╭─ SELECTED EXTRACT

If the load is so low then even the 1 ohm will introduce a significant error
12v/6 ohm= 2A
12v / (6+1 ohm) =1.714A
Apart from that the 2A means 2v across the 1 ohm resistor , if you amplify it 5 times you should get 10V and with 50 times 100v
A resistor of 0.1 ohm could be used
12v / (6+0.1 ohm) =1.967A
you will still get an error but a smaller one.
Then resistor will give 0.2v for 2A so if you use a gain of 5 you will get 1v
No I don't think you can do it with a wire, you need a wire with resistance and you wouldn't be able to measure it either.
Use the 1 ohm resistor for now (or two in parallel to get 0.5 ohm) but just be aware of the error you get in the current reading until you use a proper low value resistor..
---------- Post added at 19:59 ---------- Previous post was at 19:58 ----------
I hope the 1 ohm resistor is a couple of watts becasue you need 1W for each ampere that goes through it so if you use normal 1/4w you will have problems.
I have never used wire to make a resistor, I know that wire-wound resistors have wire internally but I don't think you can make one.
So you don't have any power resistor like 1ohm /1W or 1 ohm/0.5W ?
You can create a resistor using many small resistors in parallel, if you have small 1 ohm 1/4w resistors then you can use 4 of them to get a 0.25 ohm /1w resistor , this resistor will consume I * I * R watts so 2A * 2A * 0.25 = 1W
Using what values in the circuit (gain)?

╰─
╭─ SUPPLIED MATERIAL

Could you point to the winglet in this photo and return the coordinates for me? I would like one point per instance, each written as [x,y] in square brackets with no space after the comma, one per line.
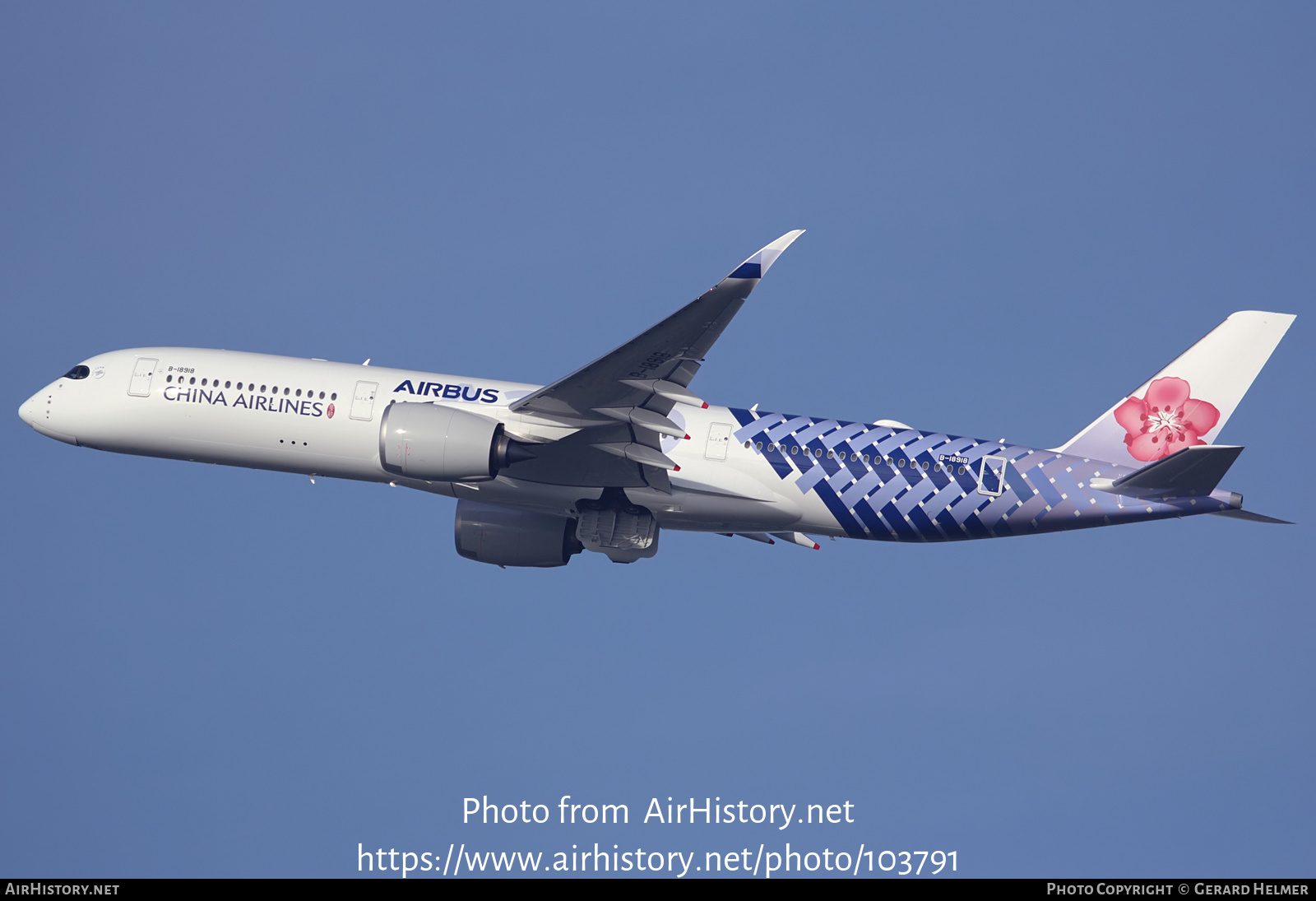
[758,265]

╰─

> EXERCISE TASKS
(1) Please transcribe the current-sense resistor thread from "Then resistor will" to "measure it either.".
(2) In the current-sense resistor thread, what resistor rating results from putting four small 1 ohm 1/4 W resistors in parallel?
(3) Carry the current-sense resistor thread forward from its final line.

> REPLIES
(1)
Then resistor will give 0.2v for 2A so if you use a gain of 5 you will get 1v
No I don't think you can do it with a wire, you need a wire with resistance and you wouldn't be able to measure it either.

(2) A 0.25 ohm, 1 W resistor.

(3)
What value is the shunt resistor and what is the current of the load?
I have no idea what changes you did in the circuit and you just mention the result you got.
OK so the shunt is 0.25 ohm
the gain is 51k/10k = 5.1
and the load current 1.75A
1.75A * 0.25R = 0.4375v * 5.1 = 2.231v this is the voltage you should get from the opamp so something is wrong.
Can you measure the voltage across the shunt resistor to see if it 0.43v so we can verify the current you mention?
Did you use LM358 with a supply of 5v and gnd as in the schematic?
If you have no voltage across the shunt resistor then there is no current flow, is the load connected?
Did you get the 0.59v opamp output with 0 voltage across the shunt resistor ?
This doesn't make sense , if the load is getting power through the shunt resistor then you will have a voltage drop on the shunt proportional the the current flow , how can you have the load powered and 0 voltage on the shunt.
across the shunt resistor means from one end to the other, in this case one side is already connected to ground so you can just use the ground and the other side (not the ground with the ground side).
Do you have the voltmeter set to mV , the measured voltage will be less than 0.5v
also, the load is a parallel connections of 8 250mA leds from uln2803 from PIC micro, is that because of parallel connection, the load shows no voltage ?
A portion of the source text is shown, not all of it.